Exercise goal
The lines to copy run from the one containing "Please put a point on each instance of the sea" to the end of the records below; repeat them exactly and include nothing else.

Start of Data for this exercise

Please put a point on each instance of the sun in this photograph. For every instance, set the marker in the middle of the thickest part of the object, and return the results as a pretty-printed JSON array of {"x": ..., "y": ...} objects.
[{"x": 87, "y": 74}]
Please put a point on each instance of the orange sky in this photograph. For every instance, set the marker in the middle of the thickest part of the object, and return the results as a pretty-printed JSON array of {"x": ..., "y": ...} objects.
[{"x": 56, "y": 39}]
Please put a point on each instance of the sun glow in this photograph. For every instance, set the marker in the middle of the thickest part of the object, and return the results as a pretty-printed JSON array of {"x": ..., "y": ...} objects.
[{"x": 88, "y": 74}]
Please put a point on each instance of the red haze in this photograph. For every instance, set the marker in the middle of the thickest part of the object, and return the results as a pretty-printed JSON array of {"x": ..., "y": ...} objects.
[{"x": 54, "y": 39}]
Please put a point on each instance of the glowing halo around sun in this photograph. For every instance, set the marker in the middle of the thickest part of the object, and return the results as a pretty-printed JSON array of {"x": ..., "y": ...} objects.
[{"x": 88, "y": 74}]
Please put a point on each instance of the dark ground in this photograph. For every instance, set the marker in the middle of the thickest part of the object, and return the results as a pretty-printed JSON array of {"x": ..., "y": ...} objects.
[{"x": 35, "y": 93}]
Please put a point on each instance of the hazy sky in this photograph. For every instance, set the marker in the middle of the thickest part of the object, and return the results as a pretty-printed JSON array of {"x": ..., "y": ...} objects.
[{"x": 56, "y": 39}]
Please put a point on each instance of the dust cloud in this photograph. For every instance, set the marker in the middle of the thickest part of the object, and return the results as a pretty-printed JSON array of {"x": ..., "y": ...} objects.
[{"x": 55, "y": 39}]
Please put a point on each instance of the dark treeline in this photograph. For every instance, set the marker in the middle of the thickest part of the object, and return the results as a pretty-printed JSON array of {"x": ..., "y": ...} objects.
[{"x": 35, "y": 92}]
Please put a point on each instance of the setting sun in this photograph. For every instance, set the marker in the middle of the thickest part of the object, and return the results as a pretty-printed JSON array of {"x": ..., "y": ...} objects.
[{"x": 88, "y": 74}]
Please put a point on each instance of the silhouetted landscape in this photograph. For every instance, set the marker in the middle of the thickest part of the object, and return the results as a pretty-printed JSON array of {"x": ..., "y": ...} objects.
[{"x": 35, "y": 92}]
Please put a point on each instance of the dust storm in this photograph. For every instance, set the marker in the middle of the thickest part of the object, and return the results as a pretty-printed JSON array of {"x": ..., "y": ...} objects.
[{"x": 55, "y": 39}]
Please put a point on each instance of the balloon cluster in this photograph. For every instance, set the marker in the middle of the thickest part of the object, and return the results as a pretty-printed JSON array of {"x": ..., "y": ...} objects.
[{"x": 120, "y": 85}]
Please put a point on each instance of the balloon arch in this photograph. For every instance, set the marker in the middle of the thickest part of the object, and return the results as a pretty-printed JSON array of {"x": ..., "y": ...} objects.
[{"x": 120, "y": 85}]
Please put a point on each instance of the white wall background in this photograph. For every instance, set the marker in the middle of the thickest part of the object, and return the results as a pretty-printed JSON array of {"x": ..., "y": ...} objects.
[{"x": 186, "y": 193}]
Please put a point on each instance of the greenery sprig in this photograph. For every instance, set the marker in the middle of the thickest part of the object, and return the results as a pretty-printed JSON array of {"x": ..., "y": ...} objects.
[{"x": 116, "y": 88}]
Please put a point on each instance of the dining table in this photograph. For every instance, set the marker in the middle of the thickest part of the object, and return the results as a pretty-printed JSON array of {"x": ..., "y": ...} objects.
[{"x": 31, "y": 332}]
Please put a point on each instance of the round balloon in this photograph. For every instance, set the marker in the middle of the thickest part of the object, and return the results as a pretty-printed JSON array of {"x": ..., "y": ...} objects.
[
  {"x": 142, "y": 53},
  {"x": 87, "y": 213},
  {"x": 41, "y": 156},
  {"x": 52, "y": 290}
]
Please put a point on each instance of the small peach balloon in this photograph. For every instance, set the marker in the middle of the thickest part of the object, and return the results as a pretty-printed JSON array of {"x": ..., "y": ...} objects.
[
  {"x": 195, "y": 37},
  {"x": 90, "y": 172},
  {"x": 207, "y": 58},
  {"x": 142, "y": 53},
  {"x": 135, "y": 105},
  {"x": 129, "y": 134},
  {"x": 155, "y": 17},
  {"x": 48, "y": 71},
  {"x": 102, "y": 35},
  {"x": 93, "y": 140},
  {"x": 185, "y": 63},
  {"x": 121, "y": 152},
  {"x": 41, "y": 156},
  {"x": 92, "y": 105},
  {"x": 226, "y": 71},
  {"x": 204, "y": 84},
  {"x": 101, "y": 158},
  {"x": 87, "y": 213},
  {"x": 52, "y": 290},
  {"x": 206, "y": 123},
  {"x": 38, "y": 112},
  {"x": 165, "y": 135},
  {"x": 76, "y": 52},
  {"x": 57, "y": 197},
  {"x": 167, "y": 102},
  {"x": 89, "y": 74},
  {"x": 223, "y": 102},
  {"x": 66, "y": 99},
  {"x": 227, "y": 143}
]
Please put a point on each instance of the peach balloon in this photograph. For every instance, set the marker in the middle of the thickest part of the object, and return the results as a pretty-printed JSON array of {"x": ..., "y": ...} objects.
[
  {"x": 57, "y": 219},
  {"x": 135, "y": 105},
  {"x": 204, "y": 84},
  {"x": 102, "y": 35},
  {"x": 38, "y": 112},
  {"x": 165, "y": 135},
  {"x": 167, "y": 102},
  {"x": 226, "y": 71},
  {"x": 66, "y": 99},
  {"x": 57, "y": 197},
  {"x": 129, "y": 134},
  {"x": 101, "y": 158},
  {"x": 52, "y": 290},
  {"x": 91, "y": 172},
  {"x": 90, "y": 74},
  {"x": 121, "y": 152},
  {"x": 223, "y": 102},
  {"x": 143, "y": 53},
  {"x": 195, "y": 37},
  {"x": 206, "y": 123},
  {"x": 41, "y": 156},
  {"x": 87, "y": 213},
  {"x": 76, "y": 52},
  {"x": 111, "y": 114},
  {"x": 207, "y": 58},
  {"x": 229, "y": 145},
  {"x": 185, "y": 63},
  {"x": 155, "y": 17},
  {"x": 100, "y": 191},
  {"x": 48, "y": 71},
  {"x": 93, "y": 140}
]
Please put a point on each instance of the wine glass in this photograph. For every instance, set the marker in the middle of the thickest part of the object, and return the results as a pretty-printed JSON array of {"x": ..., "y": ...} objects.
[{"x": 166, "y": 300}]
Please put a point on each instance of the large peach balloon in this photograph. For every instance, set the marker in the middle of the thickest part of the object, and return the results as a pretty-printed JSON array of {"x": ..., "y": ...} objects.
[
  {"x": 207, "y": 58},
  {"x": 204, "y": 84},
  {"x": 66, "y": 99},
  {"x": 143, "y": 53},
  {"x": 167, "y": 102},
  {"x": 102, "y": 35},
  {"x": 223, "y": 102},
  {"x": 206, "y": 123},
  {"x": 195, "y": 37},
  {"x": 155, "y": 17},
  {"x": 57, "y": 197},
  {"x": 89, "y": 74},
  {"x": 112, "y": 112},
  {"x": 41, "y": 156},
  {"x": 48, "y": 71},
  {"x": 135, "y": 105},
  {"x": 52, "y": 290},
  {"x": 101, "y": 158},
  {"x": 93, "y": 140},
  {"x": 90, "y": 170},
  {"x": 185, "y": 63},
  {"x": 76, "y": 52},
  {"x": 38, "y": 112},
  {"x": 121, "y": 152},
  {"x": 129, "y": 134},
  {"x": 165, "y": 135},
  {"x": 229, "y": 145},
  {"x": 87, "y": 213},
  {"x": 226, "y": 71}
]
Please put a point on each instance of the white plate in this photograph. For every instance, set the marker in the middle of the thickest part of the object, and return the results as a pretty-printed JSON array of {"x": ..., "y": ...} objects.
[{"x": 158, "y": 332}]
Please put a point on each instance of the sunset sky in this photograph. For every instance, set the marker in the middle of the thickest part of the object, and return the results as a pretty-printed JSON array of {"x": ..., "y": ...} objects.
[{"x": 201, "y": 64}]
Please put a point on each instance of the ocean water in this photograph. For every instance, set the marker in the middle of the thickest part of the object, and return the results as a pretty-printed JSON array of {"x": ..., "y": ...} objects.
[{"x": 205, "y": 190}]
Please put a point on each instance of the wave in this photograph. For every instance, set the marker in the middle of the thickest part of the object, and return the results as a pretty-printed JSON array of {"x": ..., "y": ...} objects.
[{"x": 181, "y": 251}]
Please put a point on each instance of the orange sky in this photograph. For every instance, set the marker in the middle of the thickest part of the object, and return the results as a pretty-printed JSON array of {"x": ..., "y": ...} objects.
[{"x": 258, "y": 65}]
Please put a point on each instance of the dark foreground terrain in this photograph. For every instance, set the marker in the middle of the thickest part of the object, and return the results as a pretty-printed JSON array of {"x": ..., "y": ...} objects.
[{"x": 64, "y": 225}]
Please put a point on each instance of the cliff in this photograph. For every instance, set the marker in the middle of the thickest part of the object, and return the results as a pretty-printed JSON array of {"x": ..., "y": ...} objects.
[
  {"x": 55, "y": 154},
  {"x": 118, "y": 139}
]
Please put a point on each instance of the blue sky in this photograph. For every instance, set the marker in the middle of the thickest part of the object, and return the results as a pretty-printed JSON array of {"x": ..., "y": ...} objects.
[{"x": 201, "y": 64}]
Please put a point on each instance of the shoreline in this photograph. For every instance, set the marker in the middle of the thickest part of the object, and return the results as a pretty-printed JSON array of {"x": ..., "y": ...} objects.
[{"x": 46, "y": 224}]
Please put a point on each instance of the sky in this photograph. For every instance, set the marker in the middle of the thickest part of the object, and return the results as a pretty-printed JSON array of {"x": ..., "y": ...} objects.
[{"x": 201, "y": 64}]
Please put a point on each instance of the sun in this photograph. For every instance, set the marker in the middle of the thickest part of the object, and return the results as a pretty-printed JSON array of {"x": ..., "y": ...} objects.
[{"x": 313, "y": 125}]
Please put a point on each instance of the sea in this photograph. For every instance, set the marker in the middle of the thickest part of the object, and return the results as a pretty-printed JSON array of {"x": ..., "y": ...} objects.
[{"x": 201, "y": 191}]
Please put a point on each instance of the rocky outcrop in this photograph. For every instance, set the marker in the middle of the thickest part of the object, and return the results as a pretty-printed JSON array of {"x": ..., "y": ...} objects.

End of Data for this exercise

Exercise result
Please put a point on each instance of the sea in this photograph. For every instance, set the marker in the middle of the thickest part of the object, and return the results as a pretty-printed JSON array of {"x": ..., "y": ...} objects.
[{"x": 201, "y": 191}]
Please put a point on each instance of the rocky outcrop in this photograph. For every instance, set the marker in the middle of the thickest part of the object, and return the results as a pretty-printed JSON array of {"x": ..., "y": ...} objects.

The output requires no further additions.